From: Laszlo Ersek <lersek@redhat.com>
To: Jan Beulich <JBeulich@novell.com>
Cc: Paolo Bonzini <pbonzini@redhat.com>,
Drew Jones <drjones@redhat.com>,
"xen-devel@lists.xensource.com" <xen-devel@lists.xensource.com>
Subject: Re: [RFC PATCH linux-2.6.18-xen] pciback: clean up (MSI-X vec, entrynr) list when resetting PCI device
Date: Wed, 01 Jun 2011 16:12:19 +0200 [thread overview]
Message-ID: <4DE648C3.40602@redhat.com> (raw)
In-Reply-To: <4DE653290200007800044DE4@vpn.id2.novell.com>
On 06/01/11 14:56, Jan Beulich wrote:
>>>> On 01.06.11 at 12:05, Laszlo Ersek<lersek@redhat.com> wrote:
>> domU: igbvf_shutdown()
>> igbvf_suspend()
>> pci_disable_device()
>> pcibios_disable_device()
>> pcibios_disable_resources()
>> pci_write_config_word(
>> dev, PCI_COMMAND,
>> orig& ~(PCI_COMMAND_IO | PCI_COMMAND_MEMORY)
>> )
>> ...
>> pcifront_bus_write()
>> do_pci_op(XEN_PCI_OP_conf_write)
>> dom0: pciback_do_op()
>> pciback_config_write()
>> conf_space_write()
>> command_write() [via PCI_COMMAND funcptr]
>> pci_disable_device()
>> disable_msi_mode()
>> dev->msix_enabled = 0;
>>
>> The final assignment above precludes c/s 1070 from doing the job.
>
> That seems to be a problem in the PCI subsystem, in that
> disable_msi_mode() is being used from pci_disable_device() (instead
> of pci_disable_msi{,x}()), and does not seem to be done in a similarly
> bad way in newer kernels.
But does linux-2.6.18-xen avoid the problem? I think its
pci_disable_device() still calls disable_msi_mode(), and the latter also
only read/writes config words.
> So I wonder whether you shouldn't fix
> pci_disable_device() instead, or alternatively move the vector
> de-allocation (and then for MSI and MSI-X) into disable_msi_mode().
Yes, I did think of that, however IMO that would introduce exactly the
problem that you describe below. If either pci_disable_device() or
disable_msi_mode() frees the vector, then re-enabling the device can
face yet another stumbling block.

* GIVEN REQUEST A *
Copy out the rows word for word, starting at the line that contains "Expected: one point per instance of the green" and ending at the last of the rows.

* RECORDS SHOWN *

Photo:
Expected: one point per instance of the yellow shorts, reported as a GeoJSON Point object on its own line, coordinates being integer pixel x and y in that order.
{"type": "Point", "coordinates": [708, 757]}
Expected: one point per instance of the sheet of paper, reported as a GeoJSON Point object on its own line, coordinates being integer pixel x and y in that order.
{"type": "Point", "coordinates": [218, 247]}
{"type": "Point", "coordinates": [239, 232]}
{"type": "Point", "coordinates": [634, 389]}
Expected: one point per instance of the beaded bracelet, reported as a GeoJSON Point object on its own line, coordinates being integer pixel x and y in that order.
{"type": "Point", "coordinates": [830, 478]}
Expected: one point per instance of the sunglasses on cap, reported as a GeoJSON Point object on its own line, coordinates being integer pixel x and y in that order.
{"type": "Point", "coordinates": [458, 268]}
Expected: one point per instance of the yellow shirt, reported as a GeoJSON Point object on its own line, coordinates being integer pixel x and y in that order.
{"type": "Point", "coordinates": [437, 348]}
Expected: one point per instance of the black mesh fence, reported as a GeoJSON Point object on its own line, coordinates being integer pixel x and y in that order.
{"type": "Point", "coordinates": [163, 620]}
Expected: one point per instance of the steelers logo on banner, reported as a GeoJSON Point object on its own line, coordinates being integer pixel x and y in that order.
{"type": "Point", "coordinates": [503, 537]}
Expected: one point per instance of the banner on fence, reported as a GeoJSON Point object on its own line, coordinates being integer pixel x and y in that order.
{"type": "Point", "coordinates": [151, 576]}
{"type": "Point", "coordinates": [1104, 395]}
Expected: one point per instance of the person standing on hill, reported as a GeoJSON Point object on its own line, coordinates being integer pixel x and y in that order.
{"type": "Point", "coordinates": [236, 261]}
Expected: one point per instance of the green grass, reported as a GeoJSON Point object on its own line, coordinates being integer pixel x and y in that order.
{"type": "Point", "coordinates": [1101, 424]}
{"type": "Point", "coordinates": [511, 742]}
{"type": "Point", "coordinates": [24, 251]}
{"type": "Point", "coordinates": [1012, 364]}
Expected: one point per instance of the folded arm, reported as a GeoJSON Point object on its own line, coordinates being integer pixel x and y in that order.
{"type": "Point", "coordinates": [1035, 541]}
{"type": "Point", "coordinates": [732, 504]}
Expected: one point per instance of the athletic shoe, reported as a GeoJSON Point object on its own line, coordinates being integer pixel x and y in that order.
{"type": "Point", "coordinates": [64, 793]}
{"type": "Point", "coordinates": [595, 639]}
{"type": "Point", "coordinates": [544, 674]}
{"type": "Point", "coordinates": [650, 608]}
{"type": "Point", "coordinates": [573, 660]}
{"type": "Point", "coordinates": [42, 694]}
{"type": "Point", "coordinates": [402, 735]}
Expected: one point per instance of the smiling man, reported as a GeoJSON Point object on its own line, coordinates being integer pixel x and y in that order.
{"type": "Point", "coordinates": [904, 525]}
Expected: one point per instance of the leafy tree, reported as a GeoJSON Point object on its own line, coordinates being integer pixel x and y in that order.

* GIVEN REQUEST B *
Decide whether each statement agrees with the email on pciback. For each, answer yes or no and quote the deciding words. (i) Jan Beulich's message being replied to was written at 14:56 on 06/01/11. (ii) Laszlo Ersek thinks that in linux-2.6.18-xen, pci_disable_device() no longer calls disable_msi_mode(). (iii) Laszlo Ersek says that having pci_disable_device() or disable_msi_mode() free the vector would cause no further trouble when the device is re-enabled.

* CORRECT OUTPUT A *
Expected: one point per instance of the green grass, reported as a GeoJSON Point object on its own line, coordinates being integer pixel x and y in that order.
{"type": "Point", "coordinates": [1101, 424]}
{"type": "Point", "coordinates": [511, 742]}
{"type": "Point", "coordinates": [24, 251]}
{"type": "Point", "coordinates": [1012, 364]}
Expected: one point per instance of the folded arm, reported as a GeoJSON Point object on its own line, coordinates being integer pixel x and y in that order.
{"type": "Point", "coordinates": [1035, 541]}
{"type": "Point", "coordinates": [732, 504]}
Expected: one point per instance of the athletic shoe, reported as a GeoJSON Point object on its own line, coordinates being integer pixel x and y in that order.
{"type": "Point", "coordinates": [64, 793]}
{"type": "Point", "coordinates": [595, 639]}
{"type": "Point", "coordinates": [544, 674]}
{"type": "Point", "coordinates": [650, 608]}
{"type": "Point", "coordinates": [573, 660]}
{"type": "Point", "coordinates": [42, 694]}
{"type": "Point", "coordinates": [402, 735]}
Expected: one point per instance of the smiling man, reported as a GeoJSON Point object on its own line, coordinates being integer pixel x and y in that order.
{"type": "Point", "coordinates": [904, 525]}
Expected: one point per instance of the leafy tree, reported as a GeoJSON Point object on its own line, coordinates being integer pixel x and y in that order.

* CORRECT OUTPUT B *
(i) Yes: "On 06/01/11 14:56, Jan Beulich wrote:"
(ii) No: "I think its pci_disable_device() still calls disable_msi_mode()"
(iii) No: "If either pci_disable_device() or disable_msi_mode() frees the vector, then re-enabling the device can face yet another stumbling block."